◆ **Problem to work on**
Please set down, word for word, the part of the passage on HASSET keywords below that opens with the words containing "The SQB PDF" and closes with "innovative survey methodology.".
─── Passage shown ───
The SQB PDF proposed terms for HASSET included survey methods terms. These and other non-thesaurus terms that the Archive inherited from the original Qb questionnaires, processed pre-2007 by the Qb team at the University of Surrey, became ‘stop words’. The Archive inherited this organized collection of survey documentation and enriched associated materials in PDF format. It is a format in which the documentation is deposited and, as mentioned above, the PDF ‘keyword field’ limits the number of terms that can be entered which artificially reduced the number of keywords chosen. The selected keywords need to be comparatively specific in this corpus to allow both the retrieval of the document itself and particular questions together with information about innovative survey methodology.
─── Data lines ───
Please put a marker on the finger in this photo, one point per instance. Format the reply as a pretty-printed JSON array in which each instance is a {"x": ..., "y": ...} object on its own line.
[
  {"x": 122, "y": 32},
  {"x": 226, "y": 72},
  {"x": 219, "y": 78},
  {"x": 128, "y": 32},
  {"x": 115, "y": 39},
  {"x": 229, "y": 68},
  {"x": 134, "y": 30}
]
───
◆ **Task output**
The SQB PDF proposed terms for HASSET included survey methods terms. These and other non-thesaurus terms that the Archive inherited from the original Qb questionnaires, processed pre-2007 by the Qb team at the University of Surrey, became ‘stop words’. The Archive inherited this organized collection of survey documentation and enriched associated materials in PDF format. It is a format in which the documentation is deposited and, as mentioned above, the PDF ‘keyword field’ limits the number of terms that can be entered which artificially reduced the number of keywords chosen. The selected keywords need to be comparatively specific in this corpus to allow both the retrieval of the document itself and particular questions together with information about innovative survey methodology.